* _BRANO DA LEGGERE_
........
Vediamo a questa stregua come la giustizia divina sia comprensiva di altri nomi a loro volta comprensivi, quali la misericordia, la munificenza, o la stessa collera, intesi come presenze divine a quale che sia livello dell’effusione e della soggezione, della prossimità e della distanza della Santa Essenza Suprema. Vediamo pertanto come la nozione e la stessa realtà sussistente della giustizia, come avevamo anticipato, coinvolgano il mondo creato in quanto concretizzazione del Tawhid, dell’unità ed unicità divine ai loro vari livelli.

Livelli che peraltro s’articolano anche entro il nostro stato d’esistenza, concernendo i vari riguardi della natura umana, e nella fattispecie l’individuale e il collettivo. Ed in effetti, uno dei suoi aspetti più appariscenti, quantunque non certo il solo, e neppure fondamentale, sebbene a suo modo necessario, è quello dell’inveramento collettivo della giustizia in questo nostro basso mondo, e della lotta che ad esso conduce.
........
* _BLOCCO DATI_

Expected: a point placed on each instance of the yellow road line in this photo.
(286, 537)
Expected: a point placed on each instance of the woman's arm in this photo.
........
* _ESERCIZI DA SVOLGERE_
1: Rispondi, per favore, alle seguenti domande relative al brano sulla giustizia divina.
(a) Quali nomi comprende la giustizia divina?
(b) Di che cosa il mondo creato è detto concretizzazione?
(c) Quali due riguardi della natura umana vengono indicati nella fattispecie?
2: Ricopia parola per parola il brano sulla giustizia divina da "Livelli che peraltro" fino a "ad esso conduce." compreso.
Il materiale non ha alcun legame con il brano sulla giustizia divina.

* _SOLUZIONI DEGLI ESERCIZI_
1:
(a) La misericordia, la munificenza e la stessa collera.
(b) Del Tawhid, dell'unità ed unicità divine ai loro vari livelli.
(c) L'individuale e il collettivo.

2:
Livelli che peraltro s’articolano anche entro il nostro stato d’esistenza, concernendo i vari riguardi della natura umana, e nella fattispecie l’individuale e il collettivo. Ed in effetti, uno dei suoi aspetti più appariscenti, quantunque non certo il solo, e neppure fondamentale, sebbene a suo modo necessario, è quello dell’inveramento collettivo della giustizia in questo nostro basso mondo, e della lotta che ad esso conduce.